# Work task
What maximum protection term for patents does the essay on intellectual property give?

---------- Extract provided

From a general perspective one could suppose that IP protection must be aimed at life-changing information. For example, one discovers a gold vein under their house, the gold to be sold, of course. This type of IP is a trade secret. It is protectable under contract, tacit or recorded.
Then, because the gold is under a house, the discoverer is forced to be ingenious. They hatch a method and craft tools to get the gold out. The method and the tools are technical solutions. As such they are inventions and their concepts are protectable by patents, the latter being bundles or rights to allow the discoverer a.k.a the inventor to stop any other person from using the concepts.
The inventions are sold under specific signs such as trade names and logos. The signs are protectable by trademark registration.
The tools may adopt specific appearances necessitated by function or just designed in a particular fanciful way. The appearances are protectable by industrial design registration.
Manuals for use of the tools and other publications such as brochures may be produced to provide buyers and potential buyers with more information related to the tools or the business surrounding them. This information and the presentation thereof are protectable under copyright.
So the discoverer eventually has the five traditional forms of IP: trade secrets, inventions, trademarks, industrial designs and copyright.
The question now is – is it a form of business acumen that the designer keeps these IP forms to their own name, not usable by anyone else besides them unless as authorised by them? It is critical to keep in mind that IP protection is afforded for a long time. Maximum: forever for trade secrets unless disclosed to a third party (think of Coca Cola and KFC recipes), 20 years for patents, forever for trademarks, 15 years for industrial designs, and,for copyright 50 years plus lifetime of author post-creation of the copyright.
Question:
What if other people have the same gold under their houses and cannot find concepts to use to extract their gold except for the patented concepts? The patent prevents them and as long as the discoverer withholds permission for the entire 20-year lifetime of the patent. The gold has to wait for an entire 20 years before it comes out into the economy.
Is this the aim of IP law or just a necessary consequence? Does the economy benefit? Are jobs created? Is the community fed?
Take this concept and apply it everywhere – in medicine, transportation, education.
To me the answer is neither here nor there.
We live in a capitalist society. Humans are driven by gain. Humans believe in a “head start”, recognition, “legacy”, a “name”, a “better life”, “power”, “influence”. As such humans have invented instruments such by which they obtain any of these listed. Those instruments include money and force. One way to generate the former is to be a sole provider of a necessity or a desire, and a way of generating the latter is to generate a lot of the former.
As such it is up to any individual to decide whether to be business savvy or selfish.
As an IP attorney I’ll help them anyways.

--------------------
---------- Supplied data

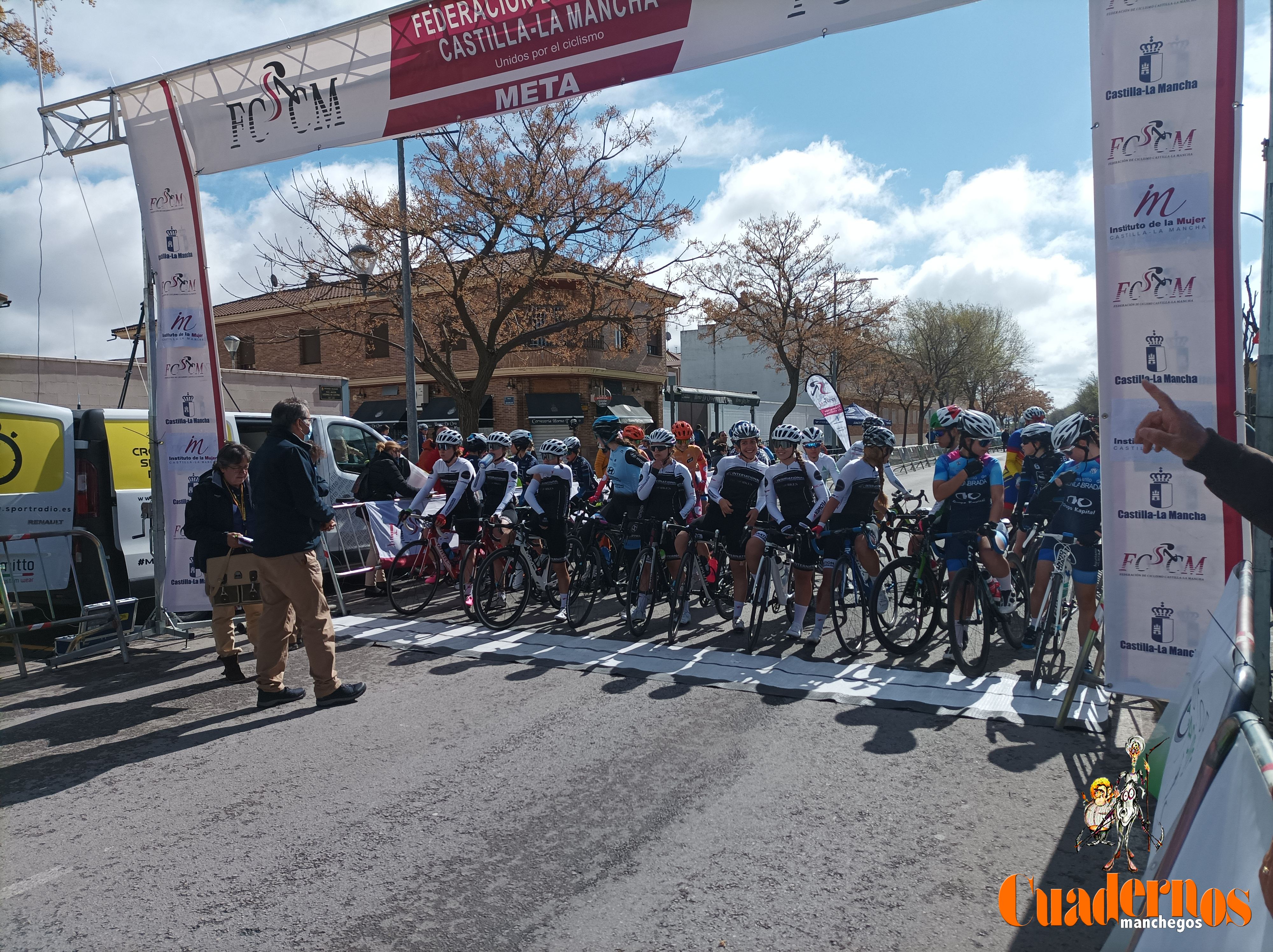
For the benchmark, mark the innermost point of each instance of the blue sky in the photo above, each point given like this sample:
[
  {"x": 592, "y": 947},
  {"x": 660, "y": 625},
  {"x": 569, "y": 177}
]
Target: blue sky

--------------------

# Answer box
20 years.